_What you will do_. Select each line in the records below that contains the string "baseboard", and copy those lines.

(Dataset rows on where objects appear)
◆ ◆ ◆ ◆ ◆ ◆ ◆
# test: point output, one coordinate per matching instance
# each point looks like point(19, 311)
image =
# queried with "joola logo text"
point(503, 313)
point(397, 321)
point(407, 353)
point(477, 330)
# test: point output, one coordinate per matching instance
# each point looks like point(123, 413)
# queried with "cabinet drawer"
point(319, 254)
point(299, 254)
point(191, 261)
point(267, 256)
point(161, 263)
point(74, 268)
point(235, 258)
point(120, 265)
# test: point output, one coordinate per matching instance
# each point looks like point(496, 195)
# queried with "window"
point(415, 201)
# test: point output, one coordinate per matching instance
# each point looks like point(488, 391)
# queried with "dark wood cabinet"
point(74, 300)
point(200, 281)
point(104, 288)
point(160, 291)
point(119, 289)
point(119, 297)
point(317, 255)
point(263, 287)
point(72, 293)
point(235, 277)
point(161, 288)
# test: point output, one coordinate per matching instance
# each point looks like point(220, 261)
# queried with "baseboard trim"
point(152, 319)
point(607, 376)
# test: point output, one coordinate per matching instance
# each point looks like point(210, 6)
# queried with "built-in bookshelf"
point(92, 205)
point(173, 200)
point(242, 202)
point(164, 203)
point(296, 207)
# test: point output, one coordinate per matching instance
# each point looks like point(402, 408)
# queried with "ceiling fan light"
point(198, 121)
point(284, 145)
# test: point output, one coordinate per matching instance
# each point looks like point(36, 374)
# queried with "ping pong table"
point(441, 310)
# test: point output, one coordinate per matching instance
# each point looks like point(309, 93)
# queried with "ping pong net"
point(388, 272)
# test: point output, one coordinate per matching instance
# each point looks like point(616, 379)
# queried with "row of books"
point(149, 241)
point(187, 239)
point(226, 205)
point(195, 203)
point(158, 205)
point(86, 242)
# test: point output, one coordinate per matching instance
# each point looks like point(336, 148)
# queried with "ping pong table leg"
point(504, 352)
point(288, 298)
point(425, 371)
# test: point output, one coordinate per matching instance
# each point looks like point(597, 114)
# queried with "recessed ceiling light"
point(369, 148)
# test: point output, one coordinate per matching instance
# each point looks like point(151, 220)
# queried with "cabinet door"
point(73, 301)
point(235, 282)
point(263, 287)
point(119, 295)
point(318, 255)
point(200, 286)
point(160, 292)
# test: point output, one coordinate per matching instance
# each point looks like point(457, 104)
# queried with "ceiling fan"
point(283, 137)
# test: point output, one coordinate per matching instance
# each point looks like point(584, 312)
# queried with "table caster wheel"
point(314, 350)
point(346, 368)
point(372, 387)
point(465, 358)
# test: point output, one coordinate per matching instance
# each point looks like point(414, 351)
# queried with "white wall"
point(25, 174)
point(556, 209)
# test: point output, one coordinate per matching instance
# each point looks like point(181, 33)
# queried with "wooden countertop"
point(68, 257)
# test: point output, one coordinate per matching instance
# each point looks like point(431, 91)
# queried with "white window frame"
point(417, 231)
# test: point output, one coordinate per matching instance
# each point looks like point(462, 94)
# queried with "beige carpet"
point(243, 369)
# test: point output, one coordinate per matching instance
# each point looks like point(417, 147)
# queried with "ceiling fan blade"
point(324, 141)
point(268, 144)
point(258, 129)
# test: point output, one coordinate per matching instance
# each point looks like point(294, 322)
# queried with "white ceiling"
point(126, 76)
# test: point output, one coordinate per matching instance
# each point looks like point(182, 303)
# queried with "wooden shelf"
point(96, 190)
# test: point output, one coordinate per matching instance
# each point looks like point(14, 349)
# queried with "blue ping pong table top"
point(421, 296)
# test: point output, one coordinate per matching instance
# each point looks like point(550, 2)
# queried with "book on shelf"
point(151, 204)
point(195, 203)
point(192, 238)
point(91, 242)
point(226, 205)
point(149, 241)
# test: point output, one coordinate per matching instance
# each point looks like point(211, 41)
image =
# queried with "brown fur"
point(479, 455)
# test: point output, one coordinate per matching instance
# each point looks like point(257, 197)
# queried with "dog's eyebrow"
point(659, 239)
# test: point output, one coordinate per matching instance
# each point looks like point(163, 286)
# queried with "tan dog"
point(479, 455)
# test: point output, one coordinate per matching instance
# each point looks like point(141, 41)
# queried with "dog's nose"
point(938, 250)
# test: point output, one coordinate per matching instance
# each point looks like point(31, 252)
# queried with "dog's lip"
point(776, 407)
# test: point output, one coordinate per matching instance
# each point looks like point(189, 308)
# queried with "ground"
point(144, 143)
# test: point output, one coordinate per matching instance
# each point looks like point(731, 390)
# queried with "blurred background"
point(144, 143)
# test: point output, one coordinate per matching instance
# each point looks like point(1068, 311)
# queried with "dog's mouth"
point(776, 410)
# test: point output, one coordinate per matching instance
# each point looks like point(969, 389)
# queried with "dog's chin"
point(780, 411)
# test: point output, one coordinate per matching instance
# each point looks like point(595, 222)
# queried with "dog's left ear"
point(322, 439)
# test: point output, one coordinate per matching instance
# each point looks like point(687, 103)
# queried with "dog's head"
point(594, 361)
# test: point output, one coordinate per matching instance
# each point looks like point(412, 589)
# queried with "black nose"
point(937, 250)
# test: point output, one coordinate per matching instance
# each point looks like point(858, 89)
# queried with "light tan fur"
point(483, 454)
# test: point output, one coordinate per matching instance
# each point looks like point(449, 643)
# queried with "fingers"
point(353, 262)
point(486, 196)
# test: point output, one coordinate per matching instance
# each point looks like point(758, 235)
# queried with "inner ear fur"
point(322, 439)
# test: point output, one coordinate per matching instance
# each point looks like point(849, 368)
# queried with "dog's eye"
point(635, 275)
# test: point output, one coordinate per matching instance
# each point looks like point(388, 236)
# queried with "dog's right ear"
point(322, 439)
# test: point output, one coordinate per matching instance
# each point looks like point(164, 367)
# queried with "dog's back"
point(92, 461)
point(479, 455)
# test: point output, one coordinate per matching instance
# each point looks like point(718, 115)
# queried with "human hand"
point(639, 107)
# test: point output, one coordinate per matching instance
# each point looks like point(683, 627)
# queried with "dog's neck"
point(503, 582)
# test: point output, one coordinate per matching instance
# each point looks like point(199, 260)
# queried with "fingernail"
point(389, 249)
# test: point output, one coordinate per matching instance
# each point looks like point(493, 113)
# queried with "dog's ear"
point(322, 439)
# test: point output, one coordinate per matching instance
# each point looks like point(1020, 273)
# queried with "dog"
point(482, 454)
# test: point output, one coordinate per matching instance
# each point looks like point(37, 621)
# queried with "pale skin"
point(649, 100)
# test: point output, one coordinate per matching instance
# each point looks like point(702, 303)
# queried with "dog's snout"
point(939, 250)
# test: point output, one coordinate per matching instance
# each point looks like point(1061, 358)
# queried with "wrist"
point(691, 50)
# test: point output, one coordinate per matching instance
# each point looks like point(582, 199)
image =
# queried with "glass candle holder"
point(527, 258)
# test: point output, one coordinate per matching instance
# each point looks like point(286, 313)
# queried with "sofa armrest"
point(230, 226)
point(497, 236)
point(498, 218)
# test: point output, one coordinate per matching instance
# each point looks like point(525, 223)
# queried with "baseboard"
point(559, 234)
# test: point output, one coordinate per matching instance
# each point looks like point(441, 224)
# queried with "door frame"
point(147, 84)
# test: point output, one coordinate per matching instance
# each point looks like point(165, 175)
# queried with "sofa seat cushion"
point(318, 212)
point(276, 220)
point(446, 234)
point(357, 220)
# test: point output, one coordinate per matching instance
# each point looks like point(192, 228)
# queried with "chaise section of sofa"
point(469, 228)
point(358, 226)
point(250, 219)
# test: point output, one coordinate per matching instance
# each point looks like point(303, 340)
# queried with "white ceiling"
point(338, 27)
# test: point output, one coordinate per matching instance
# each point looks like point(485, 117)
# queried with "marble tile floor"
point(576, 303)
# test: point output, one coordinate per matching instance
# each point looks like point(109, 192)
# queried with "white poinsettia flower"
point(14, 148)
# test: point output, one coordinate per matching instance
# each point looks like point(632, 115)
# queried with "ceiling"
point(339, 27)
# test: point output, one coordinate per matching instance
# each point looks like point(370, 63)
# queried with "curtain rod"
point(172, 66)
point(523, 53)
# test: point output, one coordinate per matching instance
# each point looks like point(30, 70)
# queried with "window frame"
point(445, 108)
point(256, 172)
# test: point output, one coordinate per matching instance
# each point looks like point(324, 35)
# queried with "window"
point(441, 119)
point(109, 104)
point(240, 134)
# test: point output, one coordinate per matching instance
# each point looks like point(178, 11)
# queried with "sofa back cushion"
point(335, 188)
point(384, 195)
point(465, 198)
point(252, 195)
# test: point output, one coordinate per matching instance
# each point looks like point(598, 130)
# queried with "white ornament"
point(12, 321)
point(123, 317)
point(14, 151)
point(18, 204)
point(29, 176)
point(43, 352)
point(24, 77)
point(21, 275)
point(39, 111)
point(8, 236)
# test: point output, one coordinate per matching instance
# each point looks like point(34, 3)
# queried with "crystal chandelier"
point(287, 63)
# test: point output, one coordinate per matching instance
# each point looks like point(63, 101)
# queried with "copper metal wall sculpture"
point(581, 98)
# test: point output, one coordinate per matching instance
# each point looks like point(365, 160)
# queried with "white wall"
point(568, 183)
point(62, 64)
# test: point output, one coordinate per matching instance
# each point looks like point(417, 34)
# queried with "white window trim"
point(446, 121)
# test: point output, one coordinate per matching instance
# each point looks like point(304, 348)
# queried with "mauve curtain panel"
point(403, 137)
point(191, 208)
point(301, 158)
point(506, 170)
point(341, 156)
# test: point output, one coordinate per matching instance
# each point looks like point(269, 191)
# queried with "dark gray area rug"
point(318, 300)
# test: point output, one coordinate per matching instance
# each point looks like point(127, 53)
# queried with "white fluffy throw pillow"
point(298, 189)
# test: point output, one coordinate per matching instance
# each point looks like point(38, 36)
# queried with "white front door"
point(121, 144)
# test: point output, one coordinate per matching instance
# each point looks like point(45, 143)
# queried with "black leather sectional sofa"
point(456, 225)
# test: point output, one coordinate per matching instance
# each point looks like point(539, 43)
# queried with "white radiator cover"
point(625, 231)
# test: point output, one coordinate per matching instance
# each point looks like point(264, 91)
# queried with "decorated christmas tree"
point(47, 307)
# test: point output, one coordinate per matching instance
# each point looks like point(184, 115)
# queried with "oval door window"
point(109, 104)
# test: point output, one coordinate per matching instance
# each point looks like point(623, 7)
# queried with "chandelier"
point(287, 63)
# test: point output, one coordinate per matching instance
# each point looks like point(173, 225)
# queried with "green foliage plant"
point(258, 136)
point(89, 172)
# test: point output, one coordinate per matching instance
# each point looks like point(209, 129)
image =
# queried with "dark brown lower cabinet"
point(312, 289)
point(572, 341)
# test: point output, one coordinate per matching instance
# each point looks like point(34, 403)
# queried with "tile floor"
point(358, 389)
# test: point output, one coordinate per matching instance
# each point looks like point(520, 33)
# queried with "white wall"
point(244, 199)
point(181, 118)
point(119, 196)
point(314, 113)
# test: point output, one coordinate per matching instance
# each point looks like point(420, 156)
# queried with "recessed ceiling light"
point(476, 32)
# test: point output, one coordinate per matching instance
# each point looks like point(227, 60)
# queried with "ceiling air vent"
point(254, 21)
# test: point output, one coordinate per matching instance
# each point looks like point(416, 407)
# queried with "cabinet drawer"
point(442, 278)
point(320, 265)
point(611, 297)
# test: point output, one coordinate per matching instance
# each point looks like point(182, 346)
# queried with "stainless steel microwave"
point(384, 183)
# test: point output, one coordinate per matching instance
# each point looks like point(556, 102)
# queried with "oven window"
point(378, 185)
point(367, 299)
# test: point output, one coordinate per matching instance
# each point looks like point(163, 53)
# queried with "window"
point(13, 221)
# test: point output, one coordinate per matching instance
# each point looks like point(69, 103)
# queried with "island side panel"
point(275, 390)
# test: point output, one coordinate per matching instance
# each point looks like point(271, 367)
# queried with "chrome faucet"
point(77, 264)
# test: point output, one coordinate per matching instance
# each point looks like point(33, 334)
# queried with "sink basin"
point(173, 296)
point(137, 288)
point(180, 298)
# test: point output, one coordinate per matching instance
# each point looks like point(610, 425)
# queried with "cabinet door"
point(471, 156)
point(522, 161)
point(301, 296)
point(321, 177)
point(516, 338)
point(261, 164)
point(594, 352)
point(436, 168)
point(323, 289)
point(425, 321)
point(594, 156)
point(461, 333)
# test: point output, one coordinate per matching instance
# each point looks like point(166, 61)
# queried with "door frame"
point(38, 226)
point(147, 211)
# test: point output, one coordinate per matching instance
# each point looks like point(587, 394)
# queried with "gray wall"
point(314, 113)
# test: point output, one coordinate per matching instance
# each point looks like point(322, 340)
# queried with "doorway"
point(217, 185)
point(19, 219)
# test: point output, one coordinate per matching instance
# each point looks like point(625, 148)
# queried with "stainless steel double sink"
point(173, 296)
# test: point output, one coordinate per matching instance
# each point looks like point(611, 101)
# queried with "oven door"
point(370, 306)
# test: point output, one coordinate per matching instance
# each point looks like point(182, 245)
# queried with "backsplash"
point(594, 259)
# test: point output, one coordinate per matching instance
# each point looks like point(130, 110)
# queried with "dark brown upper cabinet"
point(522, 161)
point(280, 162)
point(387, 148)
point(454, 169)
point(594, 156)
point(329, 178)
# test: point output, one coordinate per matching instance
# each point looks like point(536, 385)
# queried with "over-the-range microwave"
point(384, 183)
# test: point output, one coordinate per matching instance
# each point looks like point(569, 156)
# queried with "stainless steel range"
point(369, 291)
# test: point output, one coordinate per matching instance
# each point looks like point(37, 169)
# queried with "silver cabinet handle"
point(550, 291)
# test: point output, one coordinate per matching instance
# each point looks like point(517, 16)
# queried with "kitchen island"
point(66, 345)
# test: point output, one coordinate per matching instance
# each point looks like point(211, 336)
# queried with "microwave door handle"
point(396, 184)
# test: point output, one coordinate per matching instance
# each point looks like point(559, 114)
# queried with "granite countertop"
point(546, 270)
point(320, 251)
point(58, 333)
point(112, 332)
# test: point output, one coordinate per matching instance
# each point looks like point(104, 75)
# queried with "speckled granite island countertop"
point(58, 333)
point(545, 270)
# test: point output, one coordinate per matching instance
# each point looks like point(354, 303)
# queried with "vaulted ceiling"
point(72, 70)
◆ ◆ ◆ ◆ ◆ ◆ ◆
_The solution_.
# queried with "baseboard trim"
# queried with "baseboard"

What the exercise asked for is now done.